Collection entries:
══════

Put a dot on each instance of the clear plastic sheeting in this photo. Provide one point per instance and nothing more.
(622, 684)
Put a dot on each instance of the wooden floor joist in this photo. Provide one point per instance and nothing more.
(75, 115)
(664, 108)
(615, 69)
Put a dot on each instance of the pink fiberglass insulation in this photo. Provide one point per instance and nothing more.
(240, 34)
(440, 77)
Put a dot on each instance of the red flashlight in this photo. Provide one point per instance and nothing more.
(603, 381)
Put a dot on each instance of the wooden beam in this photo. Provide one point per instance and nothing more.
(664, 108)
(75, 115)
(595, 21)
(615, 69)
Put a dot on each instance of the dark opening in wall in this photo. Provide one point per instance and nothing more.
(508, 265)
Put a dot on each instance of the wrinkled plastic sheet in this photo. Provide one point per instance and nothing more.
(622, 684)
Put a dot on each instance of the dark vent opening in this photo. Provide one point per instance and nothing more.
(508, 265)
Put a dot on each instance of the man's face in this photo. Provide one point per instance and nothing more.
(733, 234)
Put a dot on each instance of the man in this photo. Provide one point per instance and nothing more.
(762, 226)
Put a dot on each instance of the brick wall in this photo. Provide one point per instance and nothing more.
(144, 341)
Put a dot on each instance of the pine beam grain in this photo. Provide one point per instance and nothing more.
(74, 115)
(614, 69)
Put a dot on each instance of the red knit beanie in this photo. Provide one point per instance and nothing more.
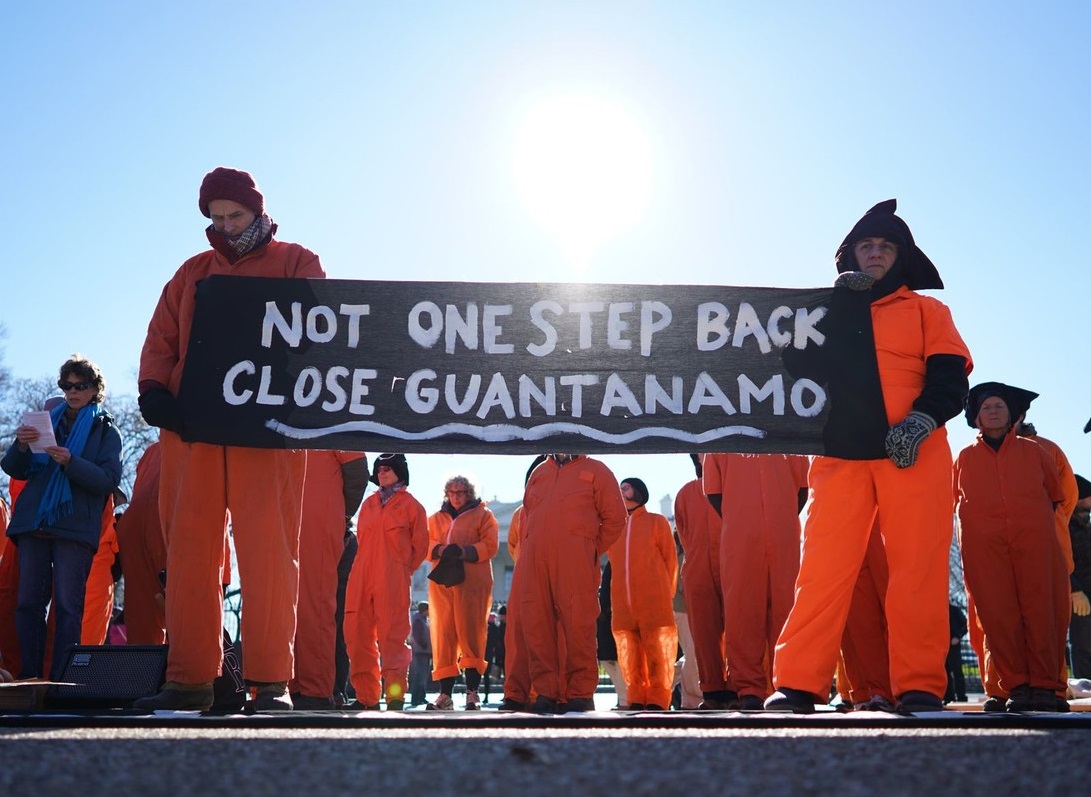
(225, 183)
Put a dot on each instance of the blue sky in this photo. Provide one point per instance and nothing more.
(386, 139)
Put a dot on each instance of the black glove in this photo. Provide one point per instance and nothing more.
(159, 408)
(854, 281)
(903, 439)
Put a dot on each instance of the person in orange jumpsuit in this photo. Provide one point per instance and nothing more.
(642, 592)
(143, 551)
(1060, 517)
(332, 494)
(698, 528)
(572, 512)
(392, 530)
(516, 667)
(9, 589)
(759, 497)
(922, 365)
(463, 529)
(1006, 487)
(201, 483)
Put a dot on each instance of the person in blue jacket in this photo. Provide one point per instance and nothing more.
(57, 521)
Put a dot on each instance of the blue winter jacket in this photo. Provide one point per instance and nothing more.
(94, 475)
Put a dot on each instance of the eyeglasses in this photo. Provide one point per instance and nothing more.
(66, 386)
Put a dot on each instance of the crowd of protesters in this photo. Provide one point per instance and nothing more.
(802, 578)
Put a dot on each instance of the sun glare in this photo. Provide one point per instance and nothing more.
(583, 169)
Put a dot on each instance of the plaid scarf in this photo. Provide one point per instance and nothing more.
(386, 493)
(258, 231)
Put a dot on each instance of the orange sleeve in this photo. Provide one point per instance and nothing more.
(514, 532)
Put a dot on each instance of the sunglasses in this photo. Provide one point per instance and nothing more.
(66, 386)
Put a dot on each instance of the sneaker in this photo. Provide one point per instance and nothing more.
(751, 702)
(306, 702)
(357, 705)
(578, 705)
(876, 702)
(914, 702)
(993, 704)
(1047, 700)
(544, 705)
(1019, 699)
(179, 697)
(442, 703)
(794, 700)
(273, 697)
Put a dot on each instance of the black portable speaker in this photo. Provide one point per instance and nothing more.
(108, 676)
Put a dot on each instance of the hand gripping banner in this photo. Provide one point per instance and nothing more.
(530, 367)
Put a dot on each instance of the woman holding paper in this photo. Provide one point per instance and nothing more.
(57, 521)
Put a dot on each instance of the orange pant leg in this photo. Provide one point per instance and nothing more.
(98, 593)
(560, 606)
(915, 519)
(193, 512)
(321, 544)
(704, 602)
(835, 539)
(265, 495)
(864, 642)
(441, 608)
(361, 640)
(516, 667)
(471, 602)
(143, 556)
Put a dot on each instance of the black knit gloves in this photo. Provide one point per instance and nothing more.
(903, 439)
(854, 281)
(159, 408)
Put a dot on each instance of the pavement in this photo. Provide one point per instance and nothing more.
(488, 752)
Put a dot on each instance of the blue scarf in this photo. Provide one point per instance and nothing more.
(57, 497)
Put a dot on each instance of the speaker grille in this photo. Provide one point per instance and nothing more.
(108, 676)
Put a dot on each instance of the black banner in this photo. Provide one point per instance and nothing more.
(508, 367)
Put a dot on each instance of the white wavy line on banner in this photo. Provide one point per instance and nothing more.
(502, 432)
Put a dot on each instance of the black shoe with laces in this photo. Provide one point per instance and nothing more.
(793, 700)
(913, 702)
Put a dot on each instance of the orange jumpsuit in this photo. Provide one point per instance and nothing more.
(864, 654)
(572, 514)
(393, 540)
(9, 591)
(460, 613)
(1011, 562)
(201, 484)
(144, 554)
(913, 509)
(759, 556)
(642, 600)
(321, 545)
(698, 527)
(98, 593)
(7, 619)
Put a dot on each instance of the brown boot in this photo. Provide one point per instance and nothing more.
(179, 697)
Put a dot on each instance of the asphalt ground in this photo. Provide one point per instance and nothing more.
(488, 752)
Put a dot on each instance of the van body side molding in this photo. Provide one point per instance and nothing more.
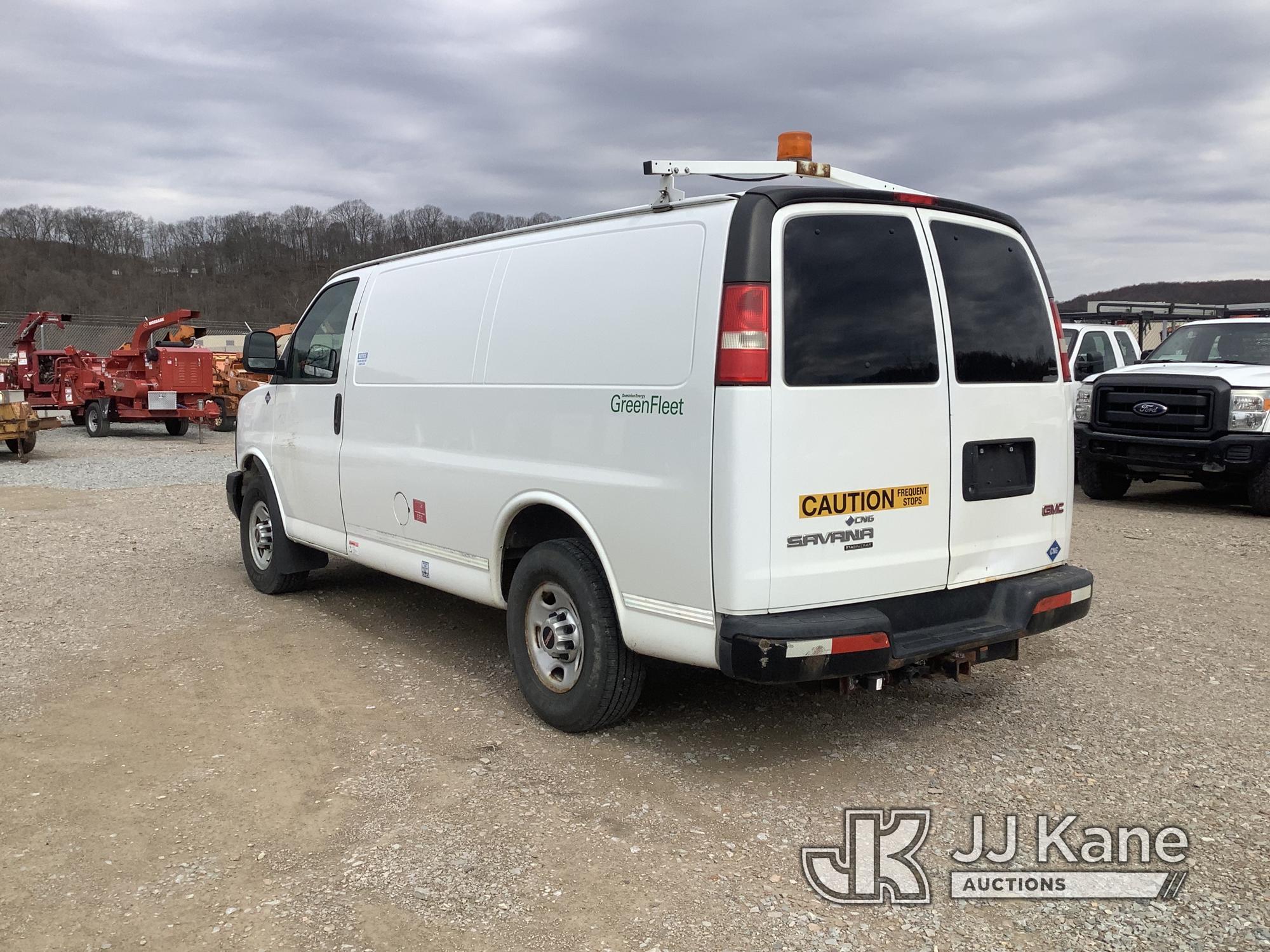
(451, 555)
(670, 610)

══════

**What you will do**
Can you give every line of the items above as a Markdown table with the columns "No." and "Line," numbering each row and skipping blank lines? Leave the pictures out of the answer.

**Correct result**
| No. | Line |
|---|---|
| 1 | Put a dot on each instance of the clear plastic sheeting in this photo. Provide one point per instance and nothing more. |
| 2 | (622, 684) |
| 3 | Put a dot on each instance of the wooden floor joist in this photo. Provide one point per instance and nothing more. |
| 4 | (75, 115) |
| 5 | (664, 108) |
| 6 | (615, 69) |
| 7 | Put a dot on each instance of the pink fiberglass insulation in this photo. Provide one point per instance and nothing more. |
| 8 | (240, 34) |
| 9 | (440, 77) |
| 10 | Put a dot on each instance of the red flashlight in this photo. Provide one point per instance and nothing more. |
| 11 | (603, 381) |
| 12 | Put a dot on each instance of the wooden beam in this photo. Provide one point per instance and nothing more. |
| 13 | (664, 108) |
| 14 | (75, 115) |
| 15 | (595, 21) |
| 16 | (615, 69) |
| 17 | Put a dot on each instance of the dark opening in wall in this photo. Provide one point per instance and nothing more. |
| 18 | (508, 265) |
| 19 | Put a dot on each instance of the wrinkled plastic sheet in this photo. Provide one point per instance and nothing more. |
| 20 | (622, 684) |
| 21 | Put a dot on each instance of the dark vent opening in this photo. Provide one point per instance and nothing more. |
| 22 | (508, 265) |
| 23 | Put a dot on each instance of the man's face in this photo. Provide one point per instance and nothing more. |
| 24 | (733, 234) |
| 25 | Put a dot on each instance of the man in this photo. Provide one point per instance and nothing more. |
| 26 | (762, 226) |
| 27 | Put a dot on each instance of the brick wall in this photo. Provide one point per instance and nothing more. |
| 28 | (144, 341) |
| 29 | Put a dot on each instance of the pine beam grain in this photo. Provide one point per instance and nothing more. |
| 30 | (74, 115) |
| 31 | (614, 69) |
| 32 | Put a dot on each instance of the red knit beanie in this photo. Provide one point per instance and nothing more. |
| 33 | (225, 183) |
| 34 | Put a dot on each instance of the blue sky in this photo. Provide one point per instance and nothing more. |
| 35 | (386, 139) |
| 36 | Put a dot on each instance of the black glove in this photo. Provide one point per instance and nothing more. |
| 37 | (159, 408) |
| 38 | (854, 281) |
| 39 | (903, 439) |
| 40 | Put a dot on each instance of the person in orange jumpsuit in this photo. Provide one point per instance and nothing more. |
| 41 | (642, 592) |
| 42 | (143, 551) |
| 43 | (1060, 517) |
| 44 | (332, 494) |
| 45 | (698, 528) |
| 46 | (572, 512) |
| 47 | (392, 530) |
| 48 | (516, 667) |
| 49 | (9, 589) |
| 50 | (759, 497) |
| 51 | (922, 365) |
| 52 | (463, 529) |
| 53 | (1006, 487) |
| 54 | (201, 483) |
| 55 | Put a dot on each instance of the person in blue jacket in this photo. Provide one point per instance and nothing more. |
| 56 | (57, 521) |
| 57 | Put a dot on each instance of the blue winter jacket in this photo. Provide one point per instance and nothing more. |
| 58 | (94, 475) |
| 59 | Put a dot on each instance of the eyeglasses in this photo. Provide one point per instance and nothing more. |
| 60 | (66, 386) |
| 61 | Put a dot on each instance of the crowd of protesters in this photo. Provide one point per instance and nothing more. |
| 62 | (802, 578) |
| 63 | Put a dot on each instance of the sun glare in this photo. Provide one point per instance and nothing more. |
| 64 | (583, 169) |
| 65 | Put a dot on each instance of the plaid scarf in this photo. Provide one point per instance and nothing more. |
| 66 | (386, 493) |
| 67 | (258, 231) |
| 68 | Put a dot on each instance of the orange sleeve in this photo. Provide one point per instance and nothing more. |
| 69 | (514, 532) |
| 70 | Put a dot on each instance of the sunglasses in this photo. Provide one point per instance and nothing more. |
| 71 | (66, 386) |
| 72 | Put a dot on each instance of the sneaker in this photo. Provide one point per instance and nothing more. |
| 73 | (751, 702) |
| 74 | (306, 702) |
| 75 | (357, 705) |
| 76 | (578, 705) |
| 77 | (876, 702) |
| 78 | (914, 702) |
| 79 | (993, 704) |
| 80 | (1047, 700) |
| 81 | (544, 705) |
| 82 | (1019, 699) |
| 83 | (179, 697) |
| 84 | (442, 703) |
| 85 | (794, 700) |
| 86 | (273, 697) |
| 87 | Put a dot on each instance of the black portable speaker in this photo. Provide one point per instance and nothing more. |
| 88 | (108, 676) |
| 89 | Put a dot on each instance of the hand gripping banner in this photo. Provide one point per instance and nothing more. |
| 90 | (530, 367) |
| 91 | Put a dot on each instance of the woman holding paper in this photo. Provide one point per instance and nothing more. |
| 92 | (57, 521) |
| 93 | Put a dot on each instance of the orange pant leg in this photo. Provide one point per instance and nothing more. |
| 94 | (98, 593) |
| 95 | (560, 606) |
| 96 | (915, 519) |
| 97 | (193, 512) |
| 98 | (321, 544) |
| 99 | (704, 602) |
| 100 | (835, 539) |
| 101 | (265, 495) |
| 102 | (864, 642) |
| 103 | (441, 608) |
| 104 | (361, 640) |
| 105 | (516, 667) |
| 106 | (471, 602) |
| 107 | (143, 556) |
| 108 | Put a dot on each instance of the black knit gloves in this photo. Provide one point per instance and nothing more. |
| 109 | (903, 439) |
| 110 | (854, 281) |
| 111 | (159, 408) |
| 112 | Put a dot on each instance of the pavement in this photo. Provide one point per instance and nothing more. |
| 113 | (488, 752) |
| 114 | Put a dot on each instance of the blue scarf in this photo. Provide one point per instance and nothing more. |
| 115 | (57, 497) |
| 116 | Put a dot on each instance of the speaker grille in this photo. Provide one point per instance and nothing more. |
| 117 | (108, 676) |
| 118 | Put a dot on each instance of the black banner in this photo. Provide one point per instance and nothing more. |
| 119 | (508, 367) |
| 120 | Put a dot on each instance of the white wavy line on banner in this photo. Provide one point per instance and nothing more. |
| 121 | (502, 432) |
| 122 | Put a dot on each instance of the black shoe with laces in this photo. Provide one point per instance and nothing more. |
| 123 | (793, 700) |
| 124 | (913, 702) |
| 125 | Put a dot on each instance of the orange jumpsuit in this photo. Provide one point per instance and nothing more. |
| 126 | (864, 654) |
| 127 | (572, 514) |
| 128 | (393, 540) |
| 129 | (9, 591) |
| 130 | (460, 613) |
| 131 | (1011, 562) |
| 132 | (201, 484) |
| 133 | (144, 554) |
| 134 | (913, 509) |
| 135 | (759, 556) |
| 136 | (642, 600) |
| 137 | (321, 545) |
| 138 | (698, 527) |
| 139 | (98, 593) |
| 140 | (7, 619) |
| 141 | Put a dot on each instance of the brown boot in this photo. Provide one point per instance and nothing more. |
| 142 | (179, 697) |
| 143 | Put a dot on each instance of the asphalt ground in this photo. Provide one point per instance and nothing more. |
| 144 | (488, 752) |
| 145 | Put a dot on each instance of the van body side molding in this photo. Provide one point per instance and nothing more. |
| 146 | (451, 555) |
| 147 | (670, 610) |